### Written task
Give again, word for word, only the lines from the one containing "Please identify the white line" through the final line.
★ ★ ★ ★ ★ ★ ★
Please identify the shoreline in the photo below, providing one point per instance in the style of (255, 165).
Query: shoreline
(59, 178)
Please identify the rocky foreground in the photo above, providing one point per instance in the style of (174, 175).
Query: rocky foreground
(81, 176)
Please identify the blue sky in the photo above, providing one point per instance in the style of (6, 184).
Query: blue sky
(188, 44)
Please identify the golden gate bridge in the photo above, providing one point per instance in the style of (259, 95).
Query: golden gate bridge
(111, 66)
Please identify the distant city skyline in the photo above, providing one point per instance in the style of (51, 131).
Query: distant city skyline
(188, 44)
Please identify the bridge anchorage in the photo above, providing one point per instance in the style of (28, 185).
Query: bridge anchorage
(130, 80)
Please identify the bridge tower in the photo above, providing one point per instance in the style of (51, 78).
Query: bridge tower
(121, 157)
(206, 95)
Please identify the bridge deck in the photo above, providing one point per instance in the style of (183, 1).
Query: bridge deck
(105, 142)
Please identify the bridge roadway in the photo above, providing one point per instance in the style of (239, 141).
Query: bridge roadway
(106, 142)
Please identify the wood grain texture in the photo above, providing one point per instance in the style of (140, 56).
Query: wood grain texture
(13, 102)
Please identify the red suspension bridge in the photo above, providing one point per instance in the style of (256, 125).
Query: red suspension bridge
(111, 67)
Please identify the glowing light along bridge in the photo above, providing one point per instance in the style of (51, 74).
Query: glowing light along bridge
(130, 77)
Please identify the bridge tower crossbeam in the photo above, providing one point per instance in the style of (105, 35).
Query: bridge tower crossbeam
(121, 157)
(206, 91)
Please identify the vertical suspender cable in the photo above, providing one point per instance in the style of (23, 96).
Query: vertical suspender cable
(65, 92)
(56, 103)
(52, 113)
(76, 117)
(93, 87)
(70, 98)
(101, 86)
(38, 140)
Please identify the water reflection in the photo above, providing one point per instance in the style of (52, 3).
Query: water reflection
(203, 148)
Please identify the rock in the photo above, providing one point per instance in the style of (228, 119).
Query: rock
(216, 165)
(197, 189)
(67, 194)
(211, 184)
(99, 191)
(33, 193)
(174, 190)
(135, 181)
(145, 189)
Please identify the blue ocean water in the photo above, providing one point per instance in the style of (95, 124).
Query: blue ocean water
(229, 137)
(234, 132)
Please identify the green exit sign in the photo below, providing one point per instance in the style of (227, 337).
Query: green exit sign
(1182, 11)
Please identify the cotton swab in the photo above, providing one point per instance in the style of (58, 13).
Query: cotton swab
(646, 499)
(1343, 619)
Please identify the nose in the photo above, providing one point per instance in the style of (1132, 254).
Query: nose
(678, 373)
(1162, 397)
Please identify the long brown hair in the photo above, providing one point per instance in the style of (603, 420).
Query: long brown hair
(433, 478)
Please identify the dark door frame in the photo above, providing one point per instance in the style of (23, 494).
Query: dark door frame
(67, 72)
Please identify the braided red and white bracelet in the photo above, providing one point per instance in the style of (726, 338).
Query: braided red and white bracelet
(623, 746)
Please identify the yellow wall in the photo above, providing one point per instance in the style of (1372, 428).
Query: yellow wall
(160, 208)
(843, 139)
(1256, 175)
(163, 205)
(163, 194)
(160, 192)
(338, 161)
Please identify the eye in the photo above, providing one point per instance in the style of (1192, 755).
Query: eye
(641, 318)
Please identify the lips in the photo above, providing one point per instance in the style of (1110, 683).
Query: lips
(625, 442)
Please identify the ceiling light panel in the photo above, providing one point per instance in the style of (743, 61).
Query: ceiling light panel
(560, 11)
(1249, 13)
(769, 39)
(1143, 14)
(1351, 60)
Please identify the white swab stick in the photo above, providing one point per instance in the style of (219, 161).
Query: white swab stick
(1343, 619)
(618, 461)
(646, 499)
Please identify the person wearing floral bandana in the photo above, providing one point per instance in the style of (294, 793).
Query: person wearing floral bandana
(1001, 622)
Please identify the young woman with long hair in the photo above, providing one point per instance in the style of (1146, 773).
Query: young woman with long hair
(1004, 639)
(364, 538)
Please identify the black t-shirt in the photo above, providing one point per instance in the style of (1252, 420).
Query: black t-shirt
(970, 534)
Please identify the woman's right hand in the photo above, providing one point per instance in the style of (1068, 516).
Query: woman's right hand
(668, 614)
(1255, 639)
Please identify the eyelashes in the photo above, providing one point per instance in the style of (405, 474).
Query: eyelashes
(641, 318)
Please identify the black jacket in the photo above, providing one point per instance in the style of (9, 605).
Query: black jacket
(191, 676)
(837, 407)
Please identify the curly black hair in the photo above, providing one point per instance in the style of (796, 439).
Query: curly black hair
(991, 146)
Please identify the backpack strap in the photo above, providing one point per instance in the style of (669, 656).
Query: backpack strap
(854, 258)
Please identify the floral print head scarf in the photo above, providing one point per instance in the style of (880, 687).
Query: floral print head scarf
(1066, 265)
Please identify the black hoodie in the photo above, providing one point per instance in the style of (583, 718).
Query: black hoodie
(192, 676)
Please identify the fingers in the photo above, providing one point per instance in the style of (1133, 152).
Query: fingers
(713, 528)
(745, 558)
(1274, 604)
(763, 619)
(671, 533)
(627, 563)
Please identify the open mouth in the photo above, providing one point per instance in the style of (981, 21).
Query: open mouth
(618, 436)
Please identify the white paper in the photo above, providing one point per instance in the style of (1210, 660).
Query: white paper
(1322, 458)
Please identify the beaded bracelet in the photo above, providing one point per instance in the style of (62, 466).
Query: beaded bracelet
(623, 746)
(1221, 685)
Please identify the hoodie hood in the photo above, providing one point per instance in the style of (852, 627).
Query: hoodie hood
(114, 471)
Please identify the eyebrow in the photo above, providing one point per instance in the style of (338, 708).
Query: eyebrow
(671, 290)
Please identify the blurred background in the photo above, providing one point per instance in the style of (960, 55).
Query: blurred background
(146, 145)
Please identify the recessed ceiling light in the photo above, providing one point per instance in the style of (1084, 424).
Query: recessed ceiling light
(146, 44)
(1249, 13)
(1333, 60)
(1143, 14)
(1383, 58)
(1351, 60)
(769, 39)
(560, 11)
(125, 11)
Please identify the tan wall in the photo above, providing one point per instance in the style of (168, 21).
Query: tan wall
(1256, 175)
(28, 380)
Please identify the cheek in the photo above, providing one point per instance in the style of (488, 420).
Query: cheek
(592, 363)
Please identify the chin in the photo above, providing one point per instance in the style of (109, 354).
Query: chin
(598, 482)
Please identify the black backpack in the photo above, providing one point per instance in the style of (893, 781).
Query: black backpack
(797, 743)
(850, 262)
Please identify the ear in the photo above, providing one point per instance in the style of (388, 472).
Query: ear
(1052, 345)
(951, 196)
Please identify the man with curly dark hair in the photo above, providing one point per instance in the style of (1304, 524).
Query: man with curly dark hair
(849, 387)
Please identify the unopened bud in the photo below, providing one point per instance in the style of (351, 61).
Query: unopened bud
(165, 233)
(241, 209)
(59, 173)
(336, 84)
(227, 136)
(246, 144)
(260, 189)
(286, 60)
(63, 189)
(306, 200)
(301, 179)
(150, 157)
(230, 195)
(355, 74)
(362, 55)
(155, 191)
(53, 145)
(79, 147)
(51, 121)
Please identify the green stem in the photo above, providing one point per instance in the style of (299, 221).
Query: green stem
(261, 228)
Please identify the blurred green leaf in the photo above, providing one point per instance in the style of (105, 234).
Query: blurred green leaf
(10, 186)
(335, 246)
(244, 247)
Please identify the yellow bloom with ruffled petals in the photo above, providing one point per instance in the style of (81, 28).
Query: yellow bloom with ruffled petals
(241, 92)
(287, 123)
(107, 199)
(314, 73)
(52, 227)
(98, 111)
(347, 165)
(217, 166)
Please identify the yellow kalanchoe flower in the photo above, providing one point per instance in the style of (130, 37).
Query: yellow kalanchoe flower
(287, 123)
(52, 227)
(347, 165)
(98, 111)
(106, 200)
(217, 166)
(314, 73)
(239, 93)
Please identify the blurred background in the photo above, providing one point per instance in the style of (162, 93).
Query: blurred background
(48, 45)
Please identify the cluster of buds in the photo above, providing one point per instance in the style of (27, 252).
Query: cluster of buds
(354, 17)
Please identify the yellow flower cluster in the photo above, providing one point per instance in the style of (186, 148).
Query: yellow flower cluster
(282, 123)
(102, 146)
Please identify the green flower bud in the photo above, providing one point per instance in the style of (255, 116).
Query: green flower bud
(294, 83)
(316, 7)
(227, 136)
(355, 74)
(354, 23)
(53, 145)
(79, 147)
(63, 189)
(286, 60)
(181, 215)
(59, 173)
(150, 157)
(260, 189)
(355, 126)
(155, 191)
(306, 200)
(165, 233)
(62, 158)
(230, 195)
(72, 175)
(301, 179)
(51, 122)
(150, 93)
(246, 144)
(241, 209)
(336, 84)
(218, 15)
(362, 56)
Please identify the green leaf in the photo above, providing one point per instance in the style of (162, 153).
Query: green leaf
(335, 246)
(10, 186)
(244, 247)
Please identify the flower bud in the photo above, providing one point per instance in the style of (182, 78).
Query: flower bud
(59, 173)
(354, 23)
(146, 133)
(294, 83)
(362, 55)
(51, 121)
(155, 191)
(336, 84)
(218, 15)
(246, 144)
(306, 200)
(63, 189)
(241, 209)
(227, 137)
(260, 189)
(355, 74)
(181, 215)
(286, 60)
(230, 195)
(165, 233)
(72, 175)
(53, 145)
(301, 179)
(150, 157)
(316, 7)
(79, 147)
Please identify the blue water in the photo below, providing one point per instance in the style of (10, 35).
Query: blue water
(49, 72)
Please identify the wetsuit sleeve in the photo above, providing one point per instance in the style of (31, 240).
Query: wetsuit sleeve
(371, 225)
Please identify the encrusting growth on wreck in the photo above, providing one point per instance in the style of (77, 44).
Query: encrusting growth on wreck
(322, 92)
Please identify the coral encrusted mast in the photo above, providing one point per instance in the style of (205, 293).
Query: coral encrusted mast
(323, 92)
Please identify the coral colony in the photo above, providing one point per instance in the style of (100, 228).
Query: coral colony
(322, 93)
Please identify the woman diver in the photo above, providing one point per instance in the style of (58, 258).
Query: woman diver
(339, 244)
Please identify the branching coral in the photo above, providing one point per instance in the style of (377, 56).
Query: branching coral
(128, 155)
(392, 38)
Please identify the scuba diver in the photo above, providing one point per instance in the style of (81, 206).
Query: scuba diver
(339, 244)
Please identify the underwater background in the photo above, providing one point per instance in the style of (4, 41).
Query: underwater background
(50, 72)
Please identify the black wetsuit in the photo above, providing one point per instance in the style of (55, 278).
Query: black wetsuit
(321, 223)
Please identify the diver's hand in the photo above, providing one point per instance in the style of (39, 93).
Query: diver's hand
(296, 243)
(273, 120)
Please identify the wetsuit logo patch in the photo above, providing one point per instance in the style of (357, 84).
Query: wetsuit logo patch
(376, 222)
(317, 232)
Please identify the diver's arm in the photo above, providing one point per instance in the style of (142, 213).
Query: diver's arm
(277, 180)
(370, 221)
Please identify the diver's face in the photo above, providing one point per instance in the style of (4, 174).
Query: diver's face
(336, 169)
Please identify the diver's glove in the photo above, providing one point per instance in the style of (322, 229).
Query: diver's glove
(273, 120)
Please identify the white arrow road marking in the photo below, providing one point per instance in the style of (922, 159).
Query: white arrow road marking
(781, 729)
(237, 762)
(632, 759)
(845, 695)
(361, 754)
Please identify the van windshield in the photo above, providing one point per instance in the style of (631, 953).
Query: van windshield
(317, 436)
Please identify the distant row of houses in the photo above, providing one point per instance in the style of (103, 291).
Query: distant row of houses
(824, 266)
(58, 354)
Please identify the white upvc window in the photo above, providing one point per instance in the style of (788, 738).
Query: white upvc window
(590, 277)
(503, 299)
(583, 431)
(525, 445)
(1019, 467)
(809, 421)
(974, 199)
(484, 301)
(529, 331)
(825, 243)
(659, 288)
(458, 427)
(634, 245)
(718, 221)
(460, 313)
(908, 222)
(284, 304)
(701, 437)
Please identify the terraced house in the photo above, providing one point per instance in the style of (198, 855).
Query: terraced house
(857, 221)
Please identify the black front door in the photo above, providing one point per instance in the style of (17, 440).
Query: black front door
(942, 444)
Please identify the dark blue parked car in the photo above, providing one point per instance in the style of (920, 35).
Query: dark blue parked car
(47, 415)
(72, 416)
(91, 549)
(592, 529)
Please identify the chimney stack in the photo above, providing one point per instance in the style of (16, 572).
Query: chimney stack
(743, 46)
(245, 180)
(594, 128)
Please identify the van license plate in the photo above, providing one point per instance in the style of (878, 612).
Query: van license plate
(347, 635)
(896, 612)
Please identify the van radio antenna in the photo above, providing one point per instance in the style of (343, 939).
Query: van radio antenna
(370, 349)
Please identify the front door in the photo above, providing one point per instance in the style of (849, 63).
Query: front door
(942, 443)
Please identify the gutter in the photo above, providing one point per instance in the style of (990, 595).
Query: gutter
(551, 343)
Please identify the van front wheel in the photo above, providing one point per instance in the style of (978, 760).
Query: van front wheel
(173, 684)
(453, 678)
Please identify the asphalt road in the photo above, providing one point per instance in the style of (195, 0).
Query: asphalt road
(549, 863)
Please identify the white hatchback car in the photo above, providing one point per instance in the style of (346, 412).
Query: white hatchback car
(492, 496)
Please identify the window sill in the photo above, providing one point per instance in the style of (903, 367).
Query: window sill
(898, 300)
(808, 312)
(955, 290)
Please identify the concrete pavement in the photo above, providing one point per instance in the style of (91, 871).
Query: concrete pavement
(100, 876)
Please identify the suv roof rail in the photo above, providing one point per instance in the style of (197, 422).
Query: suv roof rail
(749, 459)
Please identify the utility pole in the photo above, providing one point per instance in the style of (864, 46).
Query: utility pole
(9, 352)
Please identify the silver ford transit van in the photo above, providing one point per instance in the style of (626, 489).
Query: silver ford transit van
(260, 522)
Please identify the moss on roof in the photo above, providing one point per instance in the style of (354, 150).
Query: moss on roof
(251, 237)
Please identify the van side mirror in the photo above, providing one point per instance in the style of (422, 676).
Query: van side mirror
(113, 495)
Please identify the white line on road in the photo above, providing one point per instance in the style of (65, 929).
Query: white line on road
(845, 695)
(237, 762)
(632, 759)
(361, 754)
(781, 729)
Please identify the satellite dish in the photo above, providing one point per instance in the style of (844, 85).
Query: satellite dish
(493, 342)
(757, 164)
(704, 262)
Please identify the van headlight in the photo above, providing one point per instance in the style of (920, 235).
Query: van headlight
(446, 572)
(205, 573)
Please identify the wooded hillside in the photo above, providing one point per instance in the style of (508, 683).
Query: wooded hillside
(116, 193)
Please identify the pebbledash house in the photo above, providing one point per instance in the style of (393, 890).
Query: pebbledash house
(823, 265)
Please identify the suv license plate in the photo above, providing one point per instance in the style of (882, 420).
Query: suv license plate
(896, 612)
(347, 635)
★ ★ ★ ★ ★ ★ ★
### Response to this exercise
Please identify the white line on road in the photo above, providing one point per instance in the style of (65, 929).
Query: white line on road
(845, 695)
(237, 762)
(632, 759)
(361, 754)
(781, 729)
Please identify the satellite dish in the photo above, providing one point per instance in the style of (844, 85).
Query: satellite dish
(493, 342)
(757, 164)
(704, 262)
Please identify the van headlight in the photo above, providing one point per instance in the style of (920, 235).
Query: van headlight
(446, 572)
(205, 573)
Please identify the wooded hillside in the photo above, providing one point per instance in the style of (508, 683).
Query: wooded hillside
(116, 193)
Please identify the pebbledash house in the photo above, providing one point per instance in the style of (393, 890).
Query: pebbledash house
(823, 265)
Please identify the suv license plate in the photo above, providing one point per instance in the style of (882, 420).
Query: suv license plate
(896, 612)
(347, 635)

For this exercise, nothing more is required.